Goals
A. Answer the following from the layer-by-layer tour, one line each:
(i) What is the default tie-break used when E_M is computed by majority vote?
(ii) Which command performs schema and cross-field validation?
(iii) In which file is the evaluation artifact η stored?
B. In the layer-by-layer tour, reproduce the text from "Layer 2 — the" up to and including "validation. Pure check.", replacing "Pydantic-validated" with "schema-checked".
C. List every optional metadata field that the layer-by-layer tour says feeds the construct-validity layer.

Layer-by-layer tour¶

Layer 1 — analyst inputs¶

Everything the framework consumes is analyst-supplied:

Bearers B, an expression function δ : B → L, and context-construction functions ctx_Γ, ctx_Δ. Together they determine how implications get presented to the model. See the paper's Definition 1.
Items, each a single-bearer-succedent implication ⟨Γ_i, {ψ_i}⟩ paired with a verdict tuple V_i = (v_{i,1}, …, v_{i,m}) from the analyst panel. Optional richer metadata — tags, rsr_target, factor_levels, construction_metadata, analyst_rationales — feeds the construct-validity layer.

Layer 2 — the benchmark `β`¶

benchmark.json packages the analyst inputs as a Pydantic-validated artifact. Two entry points without ever calling a model:

infereval validate — schema + cross-field validation. Pure check.
infereval describe — comprehensive inspector: bearer dictionary, per-analyst verdict distribution, κ_F*(β) baseline (when defined), tag frequency, factorial-design coverage, paraphrase-variant count, per-panel summaries, construction-provenance roll-up, and the verdict-by-tag-group cross-tab. Run it first on any new benchmark.

Layer 3 — evaluate `M` on `β`¶

infereval evaluate drives the model M through every item, sampling n_samples verdicts via a verification prompt and computing E_M by majority vote (tie-break configurable; default abstain). Outputs:

η (evaluation.json) — the evaluation artifact: the benchmark's items plus M's verdicts, with a tamper-evident benchmark_hash for integrity.

Recorded information
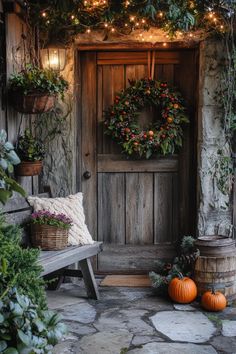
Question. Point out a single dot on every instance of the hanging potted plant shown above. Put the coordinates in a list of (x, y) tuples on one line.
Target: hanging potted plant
[(31, 152), (34, 90)]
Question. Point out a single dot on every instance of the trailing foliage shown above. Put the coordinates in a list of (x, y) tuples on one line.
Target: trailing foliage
[(62, 19), (8, 158), (183, 263), (34, 79), (21, 265), (24, 328), (30, 148)]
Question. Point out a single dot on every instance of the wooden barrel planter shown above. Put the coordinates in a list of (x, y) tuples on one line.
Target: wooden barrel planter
[(34, 103), (216, 265)]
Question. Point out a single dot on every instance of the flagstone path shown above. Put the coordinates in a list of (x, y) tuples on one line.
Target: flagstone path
[(136, 321)]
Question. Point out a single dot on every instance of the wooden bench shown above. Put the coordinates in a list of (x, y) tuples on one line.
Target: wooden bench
[(55, 263)]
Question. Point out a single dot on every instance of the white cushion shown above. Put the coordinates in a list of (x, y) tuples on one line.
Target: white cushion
[(71, 206)]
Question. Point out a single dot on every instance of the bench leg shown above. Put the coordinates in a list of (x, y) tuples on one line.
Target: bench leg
[(89, 279)]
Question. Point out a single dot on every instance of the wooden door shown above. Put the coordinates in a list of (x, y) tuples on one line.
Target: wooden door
[(138, 208)]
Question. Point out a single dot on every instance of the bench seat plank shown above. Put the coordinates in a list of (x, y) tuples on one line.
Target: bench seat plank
[(54, 260)]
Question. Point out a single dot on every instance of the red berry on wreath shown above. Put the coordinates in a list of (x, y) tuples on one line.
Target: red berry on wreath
[(170, 120), (150, 133)]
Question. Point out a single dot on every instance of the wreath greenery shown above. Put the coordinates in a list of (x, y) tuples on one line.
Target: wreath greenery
[(164, 136)]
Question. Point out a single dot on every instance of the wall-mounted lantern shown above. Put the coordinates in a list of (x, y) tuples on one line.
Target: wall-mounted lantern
[(53, 57)]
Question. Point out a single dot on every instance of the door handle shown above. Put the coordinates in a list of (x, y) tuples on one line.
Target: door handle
[(87, 174)]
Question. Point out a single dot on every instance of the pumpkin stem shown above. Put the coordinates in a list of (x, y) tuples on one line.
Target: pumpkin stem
[(180, 275)]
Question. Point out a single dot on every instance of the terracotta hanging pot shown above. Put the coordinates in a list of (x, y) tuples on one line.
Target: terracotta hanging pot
[(29, 168), (33, 103)]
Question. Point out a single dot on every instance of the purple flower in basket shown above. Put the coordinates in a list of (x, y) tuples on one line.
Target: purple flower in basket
[(45, 217)]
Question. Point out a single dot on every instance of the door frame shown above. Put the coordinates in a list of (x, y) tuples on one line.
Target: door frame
[(86, 158)]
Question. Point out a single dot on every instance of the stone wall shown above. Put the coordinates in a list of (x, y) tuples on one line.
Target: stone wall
[(214, 213)]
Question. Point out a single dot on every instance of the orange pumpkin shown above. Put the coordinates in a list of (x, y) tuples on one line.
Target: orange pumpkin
[(182, 290), (213, 301)]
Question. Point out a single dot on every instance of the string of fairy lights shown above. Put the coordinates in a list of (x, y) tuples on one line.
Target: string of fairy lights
[(91, 16)]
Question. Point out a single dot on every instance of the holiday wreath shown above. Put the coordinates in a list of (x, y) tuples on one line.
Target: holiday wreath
[(164, 136)]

Per-task answers
A.
(i) Abstain.
(ii) infereval validate
(iii) evaluation.json

B.
Layer 2 — the benchmark `β`¶

benchmark.json packages the analyst inputs as a schema-checked artifact. Two entry points without ever calling a model:

infereval validate — schema + cross-field validation. Pure check.

C.
tags
rsr_target
factor_levels
construction_metadata
analyst_rationales